> [Task description]:
Copy every entry exactly as given, minus the images.

> [Records from a collection]:

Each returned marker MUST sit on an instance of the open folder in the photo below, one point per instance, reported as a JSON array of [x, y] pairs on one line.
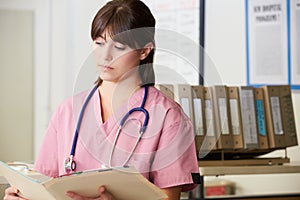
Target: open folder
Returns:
[[123, 183]]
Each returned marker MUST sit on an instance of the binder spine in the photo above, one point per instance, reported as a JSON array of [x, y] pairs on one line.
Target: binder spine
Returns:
[[249, 117]]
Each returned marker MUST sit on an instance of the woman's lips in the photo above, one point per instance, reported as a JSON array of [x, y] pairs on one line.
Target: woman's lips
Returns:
[[106, 68]]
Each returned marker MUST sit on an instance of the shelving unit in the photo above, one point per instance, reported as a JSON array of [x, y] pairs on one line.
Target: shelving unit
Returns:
[[249, 170]]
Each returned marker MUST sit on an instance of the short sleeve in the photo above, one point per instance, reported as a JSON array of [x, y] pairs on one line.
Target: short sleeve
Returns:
[[175, 160], [47, 159]]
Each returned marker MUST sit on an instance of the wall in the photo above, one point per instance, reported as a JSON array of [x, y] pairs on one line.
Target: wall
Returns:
[[62, 44], [225, 46], [40, 65]]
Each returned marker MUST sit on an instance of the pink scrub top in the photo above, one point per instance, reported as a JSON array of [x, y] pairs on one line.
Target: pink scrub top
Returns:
[[165, 155]]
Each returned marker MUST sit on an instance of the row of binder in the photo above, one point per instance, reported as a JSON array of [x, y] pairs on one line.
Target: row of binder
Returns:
[[237, 117]]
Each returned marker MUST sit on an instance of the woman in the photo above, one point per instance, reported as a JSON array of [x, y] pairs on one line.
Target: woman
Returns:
[[123, 36]]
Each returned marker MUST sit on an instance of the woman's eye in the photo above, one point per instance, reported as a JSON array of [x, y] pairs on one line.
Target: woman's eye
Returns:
[[99, 43], [120, 47]]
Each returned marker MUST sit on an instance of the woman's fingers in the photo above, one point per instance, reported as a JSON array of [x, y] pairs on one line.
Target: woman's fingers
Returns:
[[103, 195], [11, 193]]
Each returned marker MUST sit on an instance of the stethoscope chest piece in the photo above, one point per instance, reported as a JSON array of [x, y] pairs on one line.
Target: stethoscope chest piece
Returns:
[[70, 164]]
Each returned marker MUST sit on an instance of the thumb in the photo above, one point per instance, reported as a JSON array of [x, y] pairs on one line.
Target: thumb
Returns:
[[102, 189]]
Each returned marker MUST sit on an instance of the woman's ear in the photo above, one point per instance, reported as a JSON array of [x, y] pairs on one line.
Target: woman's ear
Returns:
[[146, 50]]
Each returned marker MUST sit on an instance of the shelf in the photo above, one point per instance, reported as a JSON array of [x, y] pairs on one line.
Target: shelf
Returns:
[[244, 170]]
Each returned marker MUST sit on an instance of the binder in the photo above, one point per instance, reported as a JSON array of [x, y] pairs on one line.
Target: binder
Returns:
[[288, 118], [261, 118], [167, 89], [235, 117], [123, 183], [275, 129], [210, 140], [222, 118], [183, 96], [199, 118], [250, 134]]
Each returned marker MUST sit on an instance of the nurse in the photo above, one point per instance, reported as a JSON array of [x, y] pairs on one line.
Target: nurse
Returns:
[[123, 38]]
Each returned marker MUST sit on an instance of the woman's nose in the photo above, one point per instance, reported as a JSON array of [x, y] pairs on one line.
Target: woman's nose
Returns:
[[107, 54]]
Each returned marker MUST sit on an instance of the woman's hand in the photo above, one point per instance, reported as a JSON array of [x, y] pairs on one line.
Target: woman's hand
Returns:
[[11, 193], [103, 195]]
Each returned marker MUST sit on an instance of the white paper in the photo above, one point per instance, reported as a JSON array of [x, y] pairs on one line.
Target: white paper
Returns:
[[248, 117], [235, 123], [223, 116], [267, 31], [276, 115], [198, 116], [210, 131]]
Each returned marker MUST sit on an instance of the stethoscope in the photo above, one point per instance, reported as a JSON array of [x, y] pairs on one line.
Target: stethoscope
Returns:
[[70, 163]]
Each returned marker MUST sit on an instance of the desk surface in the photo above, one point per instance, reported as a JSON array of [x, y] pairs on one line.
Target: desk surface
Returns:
[[239, 170]]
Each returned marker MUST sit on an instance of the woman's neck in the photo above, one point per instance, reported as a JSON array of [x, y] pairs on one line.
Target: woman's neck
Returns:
[[114, 95]]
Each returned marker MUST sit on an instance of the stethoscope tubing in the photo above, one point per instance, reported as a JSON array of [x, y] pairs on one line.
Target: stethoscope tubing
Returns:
[[71, 162]]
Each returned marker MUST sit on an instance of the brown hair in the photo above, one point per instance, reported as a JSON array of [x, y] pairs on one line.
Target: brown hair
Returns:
[[129, 22]]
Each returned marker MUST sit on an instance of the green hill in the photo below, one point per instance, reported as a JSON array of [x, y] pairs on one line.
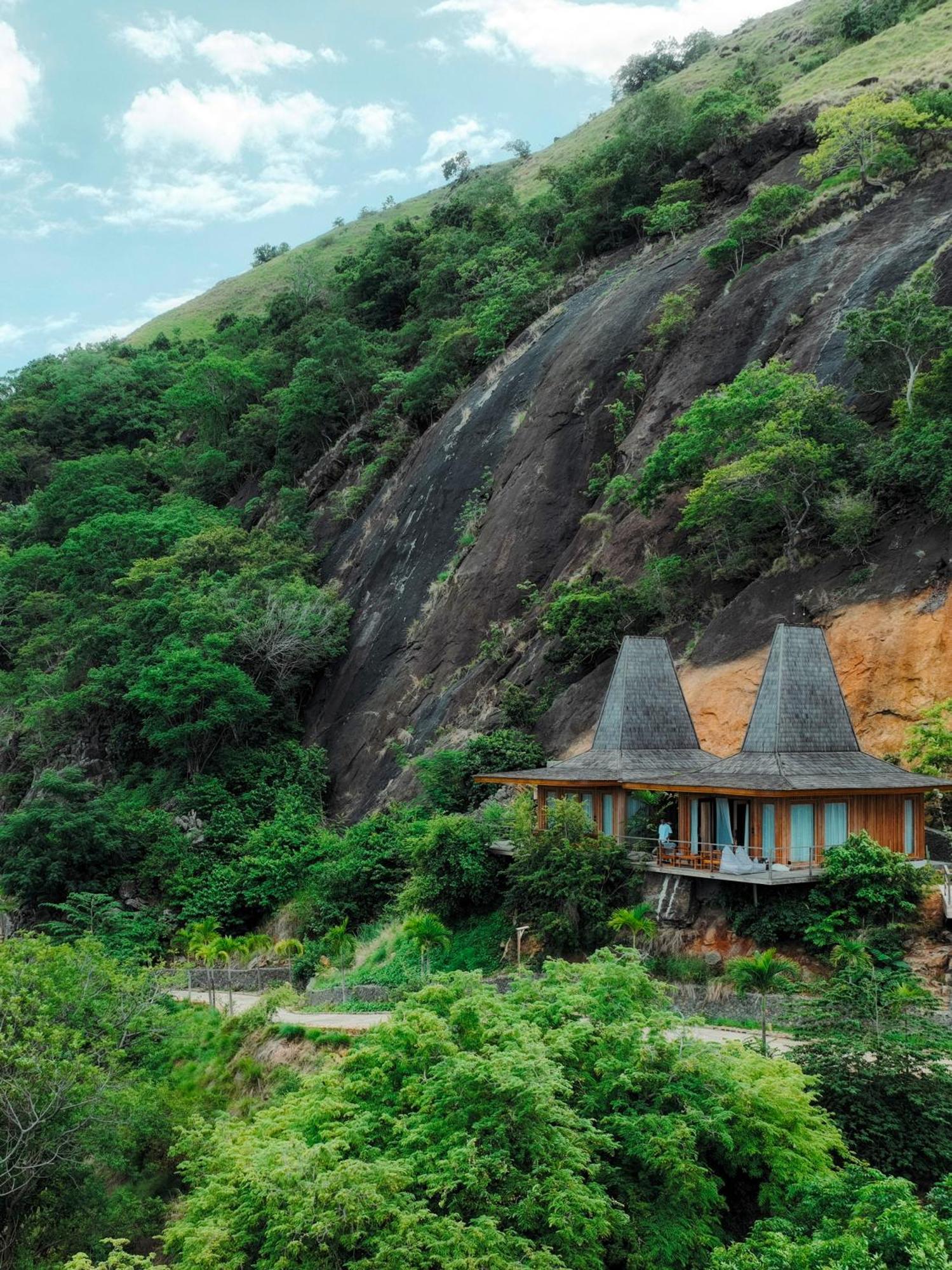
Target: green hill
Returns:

> [Response]:
Each returned marker MUST sit on an instance of the open folder in the photo below, one point per instance, reported as a JSON array of [x, y] pairs on one line.
Target: open folder
Returns:
[[123, 183]]
Each returned marker MUST sit on an instance of the binder spine in the photo above, one point per instance, reported as a JSON array of [x, y] pairs on one line.
Target: binder spine
Returns:
[[249, 117]]
Each returned marker MUST sit on an instance of the woman's lips in the photo above, one point per instance, reported as a JSON array of [x, y] pairs on one line.
Target: woman's lips
Returns:
[[106, 68]]
Each returned marker MUST sit on an instance of the shelving unit in the photo above, one point per instance, reported as a JSON array of [x, y] pairs on one line.
Target: shelving unit
Returns:
[[249, 170]]
Each returned marker MUST sit on an instance of the short sleeve in the photo above, one point per instance, reported as a JSON array of [x, y] pairs on one line.
Target: short sleeve
Returns:
[[175, 160], [47, 159]]
Each returned marker MUST sit on an instance of the wall in the photo above, one point per instance, reported as a JSON array of [x, y] pairs on one line.
Target: wall
Returns:
[[62, 44], [225, 46], [40, 65]]
Each returned marker MUST sit on an instance of the pink scrub top in the photo above, one point per instance, reported as a JSON array of [x, y] pairs on one line.
Target: pink scrub top
Returns:
[[165, 155]]
Each returned marker MUST sit on an instance of the row of binder in the photo above, one point per instance, reported as a JSON array of [x, y] pairs on one line.
Target: row of binder
Returns:
[[237, 117]]
Each returned marker MUST sit on an instance of the woman in the photo above, one point per instance, reported as a JSON array of [x, y] pairs on one line.
Target: woman
Returns:
[[123, 36]]
Each returned marker MUST sit on an instance of the woman's eye in the photo above, one point per instance, reported as a JSON array of [x, y] pairs on one line.
Target: woman's eye
Returns:
[[99, 43], [120, 47]]
Each returned marker MUST sit on an instance of the woman's fingers in the photo above, one point per instance, reported as a JSON array of [x, y] pairs on one line.
Target: woman's fingers
Returns:
[[103, 195], [11, 193]]
Each returned marker MUST sit on an instance of the stethoscope chest piece in the photo above, one point per instance, reported as a JSON array of [x, y] pairs on one line.
Target: stethoscope chest piece
Returns:
[[70, 164]]
Each returned marker MUST sit on an instance of the thumb in the photo above, one point per instance, reported as a JSON array of [x, y] pairs on one line.
Target: thumb
Returns:
[[102, 189]]
Each returned marker MUST sit on an instance of the woman's ear in the photo above, one point per instance, reported as a JSON array of [x, y] pairs on one line.
Target: woman's ear
Returns:
[[146, 50]]
Each returned marker MUST sit on an instance of the shelf in the photo above, one point per instance, reported as a JSON array of [x, y] pairs on one line.
Target: shelf
Returns:
[[244, 170]]
Each returned marker MUST sit on an instance of the binder in the photo above, one point per instance, reported as a JSON array of [x, y] pairs on one line.
Target: binder
Returns:
[[288, 118], [261, 118], [167, 89], [235, 117], [123, 183], [275, 129], [210, 140], [222, 118], [183, 96], [199, 118], [250, 134]]
Each returned marker MUST sit on an instance of the nurse in the photo above, one point per instance, reported as a JSON array of [x, y] pairs on one line.
Target: nurse
Returns:
[[123, 38]]
Each returned marker MUST sit on an instance of the woman's nose in the photo above, one point per instance, reported as a JSON array of [x, y] pairs on one line.
Target: woman's nose
Returns:
[[107, 54]]
Each returned marker MUST sit on an instance of the woman's hand in the photo above, one point per instance, reported as a JSON array of [x, y] pairs on one line.
Target: woman's hand
Returns:
[[11, 193], [103, 195]]
Each returned marker MUST sit on an instance of the white paper in the photo above, one point per instance, reported as a JSON array of [x, y] pairs on one line.
Target: white paper
Returns:
[[248, 117], [235, 123], [223, 116], [267, 31], [276, 115], [198, 116], [210, 131]]
Each returned marker MUST sit on an instance of the stethoscope in the photo above, one point per instance, reported as a JSON array of [x, y] pairs on one line.
Target: stethoscope
Returns:
[[70, 163]]
Each returned marker MUST sit on an instance of the desk surface in the photo above, one point per instance, reported as a JSON array of [x, y] pairs on one line.
Target: desk surface
Returns:
[[239, 170]]
Each returned marker MUST sit on an instance of the woman's neck in the photo above, one point per instance, reported as a JSON array of [x, y] pairs on one line.
Target: woman's neck
Returns:
[[114, 95]]
Each returned marker MUST sit on an instance of the stethoscope tubing in the photo above, one point per instance, reported as a JSON array of [x, y] pairs on one line.
Target: stethoscope tubing
Returns:
[[71, 162]]
Each returned marker MUST sit on an instance of the brown hair in the photo above, one point per instance, reported as a JSON array of [x, y] pairs on one line.
Target: brown hair
Returns:
[[129, 22]]
Each returned marker MUST sit on an instance of the green hill in the photo below, one point per instance, reported as a JSON array of [x, y] pairs on one line.
Target: green hill
Returns:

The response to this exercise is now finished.